Given request: Rename the function "detect" to "find_boxes" everywhere in the records below and write out all of their lines again, leaving everything else unchanged and the pictures out.

Entries:

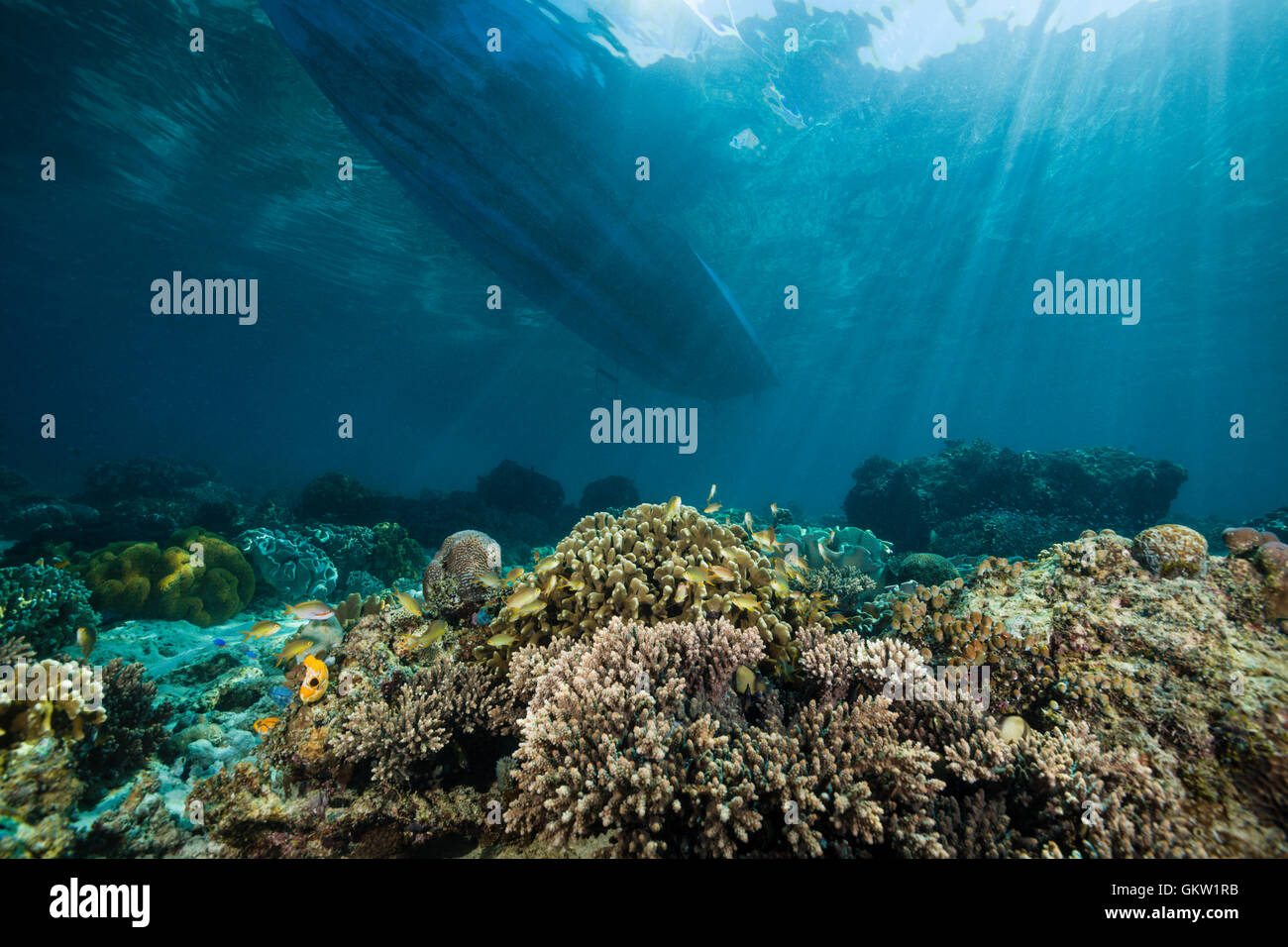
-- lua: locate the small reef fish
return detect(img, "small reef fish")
[274,637,314,666]
[300,655,329,703]
[394,588,420,614]
[505,585,541,611]
[286,599,335,621]
[514,599,546,618]
[474,570,502,588]
[684,566,707,585]
[242,618,282,644]
[420,618,447,648]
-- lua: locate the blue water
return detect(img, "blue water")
[0,0,1288,519]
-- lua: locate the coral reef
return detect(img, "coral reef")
[845,441,1186,558]
[233,528,339,601]
[77,657,172,789]
[0,563,99,664]
[72,528,255,627]
[421,530,501,607]
[488,504,831,674]
[1130,523,1207,579]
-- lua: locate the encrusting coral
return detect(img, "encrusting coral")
[73,528,255,627]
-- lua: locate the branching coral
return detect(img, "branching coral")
[489,504,831,674]
[0,565,99,664]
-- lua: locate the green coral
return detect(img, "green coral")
[82,527,255,627]
[899,553,957,587]
[0,563,99,656]
[368,523,425,585]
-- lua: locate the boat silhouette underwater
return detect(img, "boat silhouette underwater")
[256,0,774,401]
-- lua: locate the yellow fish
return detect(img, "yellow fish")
[505,585,541,611]
[242,618,282,644]
[394,588,420,614]
[416,618,447,648]
[286,599,335,621]
[474,570,504,588]
[300,655,329,703]
[514,599,546,618]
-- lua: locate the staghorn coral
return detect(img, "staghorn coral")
[0,660,104,747]
[0,563,99,664]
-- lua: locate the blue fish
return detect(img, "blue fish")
[261,0,777,401]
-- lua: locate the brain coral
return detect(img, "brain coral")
[421,530,501,601]
[81,528,255,627]
[479,504,831,670]
[1132,523,1207,579]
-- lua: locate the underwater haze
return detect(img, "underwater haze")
[0,0,1288,866]
[0,0,1288,517]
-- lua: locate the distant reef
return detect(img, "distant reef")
[845,441,1188,559]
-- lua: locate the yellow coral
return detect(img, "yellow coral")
[81,528,255,627]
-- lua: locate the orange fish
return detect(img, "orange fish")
[300,655,327,703]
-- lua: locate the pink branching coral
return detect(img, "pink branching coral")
[506,618,1195,857]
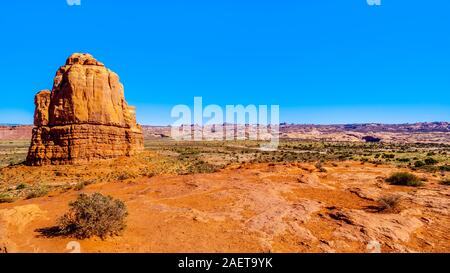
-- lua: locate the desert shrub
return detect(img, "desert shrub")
[26,185,49,199]
[58,193,128,239]
[0,194,15,204]
[314,161,327,173]
[441,178,450,186]
[414,160,426,168]
[425,157,438,165]
[386,172,423,187]
[397,158,411,162]
[378,195,400,211]
[16,183,27,190]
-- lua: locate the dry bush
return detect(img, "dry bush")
[378,195,401,211]
[58,193,128,239]
[386,172,423,187]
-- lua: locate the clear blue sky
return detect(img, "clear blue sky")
[0,0,450,124]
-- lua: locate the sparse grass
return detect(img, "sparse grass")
[386,172,423,187]
[378,195,401,212]
[441,178,450,186]
[0,194,15,204]
[16,183,28,191]
[25,185,50,199]
[58,193,128,239]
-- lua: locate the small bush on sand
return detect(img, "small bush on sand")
[414,160,426,168]
[58,193,128,239]
[441,178,450,186]
[378,195,400,212]
[0,194,15,204]
[386,172,423,187]
[26,185,49,199]
[425,157,439,165]
[16,183,27,191]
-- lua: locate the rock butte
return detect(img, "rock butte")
[27,53,144,166]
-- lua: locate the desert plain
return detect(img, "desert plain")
[0,133,450,253]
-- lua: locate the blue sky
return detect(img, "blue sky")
[0,0,450,124]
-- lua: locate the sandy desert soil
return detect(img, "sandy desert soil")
[0,161,450,252]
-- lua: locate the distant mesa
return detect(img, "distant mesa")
[27,53,144,165]
[362,136,381,143]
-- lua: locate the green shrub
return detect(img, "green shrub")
[414,160,426,168]
[441,178,450,186]
[58,193,128,239]
[16,183,27,190]
[425,157,438,165]
[0,194,15,204]
[26,185,49,199]
[386,172,423,187]
[378,195,400,211]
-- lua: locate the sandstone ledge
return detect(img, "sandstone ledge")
[27,124,144,166]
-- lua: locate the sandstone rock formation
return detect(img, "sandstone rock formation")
[27,53,143,165]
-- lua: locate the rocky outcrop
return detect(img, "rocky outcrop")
[27,53,143,165]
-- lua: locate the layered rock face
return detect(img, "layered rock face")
[27,53,144,165]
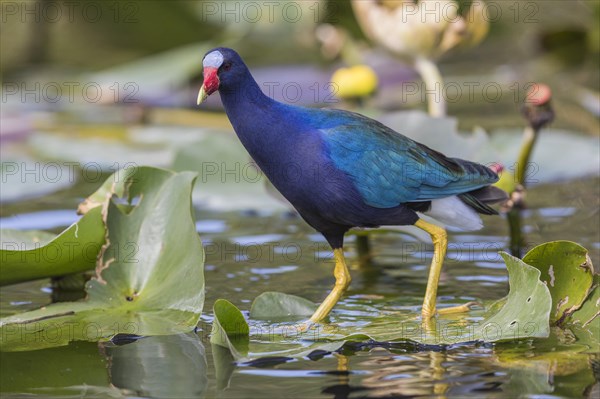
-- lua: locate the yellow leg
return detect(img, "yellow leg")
[415,219,477,319]
[310,248,352,323]
[415,219,448,319]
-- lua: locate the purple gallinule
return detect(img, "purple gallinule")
[198,48,506,322]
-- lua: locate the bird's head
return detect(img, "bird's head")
[198,47,248,105]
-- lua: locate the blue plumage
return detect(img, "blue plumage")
[198,48,498,248]
[198,48,502,322]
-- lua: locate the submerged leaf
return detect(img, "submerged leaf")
[250,292,317,320]
[0,209,105,285]
[0,167,204,351]
[523,241,594,323]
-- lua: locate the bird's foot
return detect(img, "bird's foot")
[437,301,480,315]
[421,301,481,319]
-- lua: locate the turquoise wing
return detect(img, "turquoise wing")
[319,111,498,208]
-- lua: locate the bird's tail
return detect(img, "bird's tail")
[458,186,508,215]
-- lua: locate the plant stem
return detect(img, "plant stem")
[506,126,538,258]
[415,57,446,118]
[515,126,538,187]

Expected answer:
-- lua: locate the small reef fish
return find_boxes(img, "small reef fish")
[274,637,314,666]
[300,655,329,703]
[394,588,420,614]
[505,585,541,611]
[286,599,335,621]
[514,599,546,618]
[474,570,502,588]
[684,566,707,585]
[242,618,282,644]
[420,618,447,648]
-- lua: locate the blue water
return find_boxes(img, "blue water")
[0,0,1288,519]
-- lua: locate the coral reef
return find_boxes(img, "coral reef")
[845,441,1186,558]
[233,528,339,601]
[77,657,172,789]
[0,563,99,664]
[72,528,255,627]
[421,530,501,607]
[488,504,831,674]
[1130,523,1207,579]
-- lua: locate the encrusting coral
return find_boxes(img, "encrusting coral")
[73,528,255,627]
-- lua: locate the branching coral
return find_boxes(img, "branching coral")
[489,504,831,674]
[0,565,99,664]
-- lua: locate the green coral
return find_boxes(img, "green coral")
[82,527,255,627]
[899,553,957,587]
[0,563,99,656]
[368,523,425,585]
-- lua: locate the boat silhouette underwater
return find_boxes(img, "boat silhouette underwater")
[256,0,774,401]
-- lua: locate the yellow fish
return find_boxes(img, "yellow fish")
[505,585,541,611]
[242,618,282,644]
[394,588,420,614]
[416,618,447,648]
[286,599,335,621]
[474,570,504,588]
[300,655,329,703]
[514,599,546,618]
-- lua: locate the staghorn coral
return find_boxes(img, "staghorn coral")
[0,660,104,747]
[0,563,99,664]
-- lua: locate the blue fish
return find_boxes(img, "blue fish")
[261,0,777,401]
-- lua: locate the brain coral
return find_boxes(img, "brain coral")
[421,530,501,601]
[81,528,255,627]
[479,504,831,670]
[1132,523,1207,579]
-- lua: locate the underwater haze
return find_boxes(img, "underwater haze")
[0,0,1288,866]
[0,0,1288,517]
-- lua: locate the distant reef
return find_boxes(img, "distant reef")
[845,441,1188,559]
-- lua: locate the yellow coral
return find_boxes(img, "yellow coral")
[81,528,255,627]
-- lua: locate the orange fish
return find_boxes(img, "orange fish")
[300,655,327,703]
-- lua: locate the pink branching coral
return find_boxes(img, "pink branching coral")
[506,618,1195,857]
-- lua: locate the desert shrub
return find_boxes(img, "desert shrub")
[26,185,49,199]
[58,193,128,239]
[0,194,15,204]
[314,161,327,173]
[441,178,450,186]
[414,160,426,168]
[425,157,438,165]
[386,172,423,187]
[397,158,411,162]
[378,195,400,211]
[16,183,27,190]
-- lua: locate the dry bush
return find_boxes(img, "dry bush")
[378,195,401,211]
[58,193,128,239]
[386,172,423,187]
-- lua: locate the clear blue sky
return find_boxes(img, "clear blue sky")
[0,0,450,124]
-- lua: locate the sparse grass
return find_boxes(img, "sparse grass")
[386,172,423,187]
[378,195,401,212]
[441,178,450,186]
[0,194,15,204]
[16,183,28,191]
[25,185,50,199]
[58,193,128,239]
-- lua: locate the small bush on sand
return find_boxes(img, "small bush on sand")
[414,160,426,168]
[58,193,128,239]
[441,178,450,186]
[378,195,400,212]
[0,194,15,204]
[386,172,423,187]
[26,185,49,199]
[425,157,439,165]
[16,183,27,191]
-- lua: locate the rock butte
return find_boxes(img, "rock butte")
[27,53,144,166]
-- lua: locate the desert plain
return find_boxes(img, "desert plain")
[0,133,450,253]
-- lua: locate the blue sky
return find_boxes(img, "blue sky")
[0,0,450,124]
-- lua: locate the sandy desert soil
return find_boxes(img, "sandy desert soil")
[0,161,450,252]
-- lua: locate the distant mesa
return find_boxes(img, "distant mesa")
[27,53,144,165]
[362,136,381,143]
-- lua: locate the green shrub
return find_boxes(img, "green shrub")
[414,160,426,168]
[441,178,450,186]
[58,193,128,239]
[16,183,27,190]
[425,157,438,165]
[0,194,15,204]
[26,185,49,199]
[386,172,423,187]
[378,195,400,211]
-- lua: locate the sandstone ledge
return find_boxes(img, "sandstone ledge")
[27,124,144,166]
-- lua: locate the sandstone rock formation
return find_boxes(img, "sandstone rock formation")
[27,53,143,165]
-- lua: locate the rocky outcrop
return find_boxes(img, "rocky outcrop")
[27,53,143,165]
-- lua: locate the layered rock face
return find_boxes(img, "layered rock face")
[27,53,144,165]
-- lua: locate the yellow leg
return find_boxes(img, "yellow leg")
[415,219,477,319]
[310,248,352,323]
[415,219,448,319]
-- lua: locate the purple gallinule
return find_boxes(img, "purple gallinule")
[198,48,506,322]
-- lua: locate the bird's head
return find_boxes(img, "bird's head")
[198,47,248,105]
-- lua: locate the blue plumage
return find_boxes(img, "blue plumage")
[198,48,498,248]
[198,48,502,322]
-- lua: locate the submerged leaf
return find_boxes(img, "submerged leaf")
[250,292,317,320]
[0,209,105,285]
[0,167,204,351]
[523,241,594,323]
-- lua: locate the bird's foot
return find_boxes(img, "bird's foot")
[437,301,480,315]
[421,301,481,319]
-- lua: locate the turquoise wing
return find_boxes(img, "turquoise wing")
[319,111,498,208]
-- lua: locate the bird's tail
return find_boxes(img, "bird's tail")
[458,186,508,215]
-- lua: locate the plant stem
return find_boxes(img, "plant stem")
[506,126,538,258]
[415,57,446,118]
[515,126,538,187]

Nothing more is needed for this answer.